▶ [DATA FOR REVIEW]
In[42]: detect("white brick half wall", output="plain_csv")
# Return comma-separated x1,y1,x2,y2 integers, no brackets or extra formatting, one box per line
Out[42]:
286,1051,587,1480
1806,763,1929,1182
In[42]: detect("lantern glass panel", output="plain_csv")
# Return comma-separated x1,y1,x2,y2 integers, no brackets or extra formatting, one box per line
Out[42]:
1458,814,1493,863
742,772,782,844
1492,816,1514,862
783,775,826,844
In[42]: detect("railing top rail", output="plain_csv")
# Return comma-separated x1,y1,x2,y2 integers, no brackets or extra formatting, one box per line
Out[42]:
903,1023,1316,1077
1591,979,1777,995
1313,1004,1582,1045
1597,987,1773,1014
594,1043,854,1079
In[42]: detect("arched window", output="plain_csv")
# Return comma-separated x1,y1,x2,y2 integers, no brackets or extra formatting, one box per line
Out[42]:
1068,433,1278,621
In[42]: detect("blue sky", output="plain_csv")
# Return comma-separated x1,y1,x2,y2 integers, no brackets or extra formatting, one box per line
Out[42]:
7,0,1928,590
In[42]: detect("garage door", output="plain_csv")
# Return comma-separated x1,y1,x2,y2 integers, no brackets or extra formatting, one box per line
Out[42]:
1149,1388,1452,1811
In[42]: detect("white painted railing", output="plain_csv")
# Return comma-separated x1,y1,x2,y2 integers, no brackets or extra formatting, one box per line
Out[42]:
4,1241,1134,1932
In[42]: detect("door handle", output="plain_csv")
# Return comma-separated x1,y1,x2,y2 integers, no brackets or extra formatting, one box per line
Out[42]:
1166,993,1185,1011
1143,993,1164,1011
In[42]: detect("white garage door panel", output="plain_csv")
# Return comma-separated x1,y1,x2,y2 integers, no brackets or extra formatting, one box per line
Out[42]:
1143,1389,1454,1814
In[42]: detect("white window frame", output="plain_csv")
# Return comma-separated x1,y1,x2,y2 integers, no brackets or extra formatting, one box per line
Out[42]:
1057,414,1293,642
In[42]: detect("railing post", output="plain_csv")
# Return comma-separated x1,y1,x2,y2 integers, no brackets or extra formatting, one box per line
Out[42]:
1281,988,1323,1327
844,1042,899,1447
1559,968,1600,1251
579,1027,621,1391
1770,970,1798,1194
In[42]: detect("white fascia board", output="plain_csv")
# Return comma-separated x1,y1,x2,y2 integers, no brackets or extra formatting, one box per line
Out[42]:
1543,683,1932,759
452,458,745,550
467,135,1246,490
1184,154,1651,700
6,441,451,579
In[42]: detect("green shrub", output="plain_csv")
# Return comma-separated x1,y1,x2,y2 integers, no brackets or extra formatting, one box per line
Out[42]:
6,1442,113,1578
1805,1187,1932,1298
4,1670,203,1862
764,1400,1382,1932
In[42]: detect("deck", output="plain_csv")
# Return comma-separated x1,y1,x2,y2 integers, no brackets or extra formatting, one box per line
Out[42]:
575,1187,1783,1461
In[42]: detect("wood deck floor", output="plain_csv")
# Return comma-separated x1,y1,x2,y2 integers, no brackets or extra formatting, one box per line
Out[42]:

▶ [PROBLEM DETAILS] Look through the data above. Copy every line with the string "window" in it.

▶ [ANSWER BOX]
In[42]: detect("arched window", output="plain_csv")
In[42]: detect("white window frame", output="plain_csv")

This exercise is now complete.